[DATA FOR THE TASK]
------------------------------

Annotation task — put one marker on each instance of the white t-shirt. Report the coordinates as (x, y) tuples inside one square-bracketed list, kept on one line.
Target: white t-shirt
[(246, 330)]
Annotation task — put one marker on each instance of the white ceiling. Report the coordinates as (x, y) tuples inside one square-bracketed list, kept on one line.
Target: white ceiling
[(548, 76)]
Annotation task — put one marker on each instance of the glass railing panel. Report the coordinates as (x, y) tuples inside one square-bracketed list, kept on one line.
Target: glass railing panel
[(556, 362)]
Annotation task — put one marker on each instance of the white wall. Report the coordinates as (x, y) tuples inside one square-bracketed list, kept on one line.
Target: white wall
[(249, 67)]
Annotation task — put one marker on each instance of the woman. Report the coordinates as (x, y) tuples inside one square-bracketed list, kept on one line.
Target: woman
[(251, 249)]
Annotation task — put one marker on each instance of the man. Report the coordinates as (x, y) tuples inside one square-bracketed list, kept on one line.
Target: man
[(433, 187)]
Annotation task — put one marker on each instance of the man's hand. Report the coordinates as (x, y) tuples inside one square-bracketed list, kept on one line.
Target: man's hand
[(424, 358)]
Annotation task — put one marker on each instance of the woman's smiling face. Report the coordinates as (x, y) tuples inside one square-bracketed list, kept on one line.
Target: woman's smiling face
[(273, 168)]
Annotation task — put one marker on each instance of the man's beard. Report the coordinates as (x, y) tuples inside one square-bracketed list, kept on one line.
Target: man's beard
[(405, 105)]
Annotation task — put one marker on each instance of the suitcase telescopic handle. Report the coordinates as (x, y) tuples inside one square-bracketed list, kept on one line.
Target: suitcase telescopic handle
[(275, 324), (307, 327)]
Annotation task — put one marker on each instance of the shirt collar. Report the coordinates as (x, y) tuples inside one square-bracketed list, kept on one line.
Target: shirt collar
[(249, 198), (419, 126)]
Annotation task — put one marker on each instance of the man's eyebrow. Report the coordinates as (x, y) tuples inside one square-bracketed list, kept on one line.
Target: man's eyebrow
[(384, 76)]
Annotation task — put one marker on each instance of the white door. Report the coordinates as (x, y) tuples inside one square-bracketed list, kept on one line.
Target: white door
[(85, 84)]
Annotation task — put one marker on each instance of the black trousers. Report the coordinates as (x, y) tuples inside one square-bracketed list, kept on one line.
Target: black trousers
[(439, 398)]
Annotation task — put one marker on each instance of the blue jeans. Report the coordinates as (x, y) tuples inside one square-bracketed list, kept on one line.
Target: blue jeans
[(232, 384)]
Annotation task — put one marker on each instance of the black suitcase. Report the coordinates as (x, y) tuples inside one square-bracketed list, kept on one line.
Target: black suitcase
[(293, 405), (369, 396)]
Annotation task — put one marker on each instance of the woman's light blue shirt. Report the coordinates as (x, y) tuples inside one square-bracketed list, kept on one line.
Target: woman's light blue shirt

------------------------------

[DIRECTIVE] Copy the records again word for word, starting at the line that contains "the black trousers." and ending with the last line of the records.

[FULL ANSWER]
Annotation task — put one marker on each instance of the black trousers. Report the coordinates as (x, y) tuples inside one square-bracketed list, kept on one line.
Target: black trousers
[(439, 398)]
Annotation task — put one marker on each instance of the blue jeans. Report the coordinates as (x, y) tuples inside one square-bracketed list, kept on one line.
Target: blue jeans
[(232, 384)]
Annotation task — put one marker on each instance of the black suitcase. Report the coordinates as (x, y) tuples inside one square-bracketed list, kept on one line.
Target: black suitcase
[(293, 405), (369, 396)]
Annotation task — put one marker on each instance of the woman's light blue shirt. Report the coordinates as (x, y) tuples inside one square-bracketed list, kept on one line.
Target: woman's light blue shirt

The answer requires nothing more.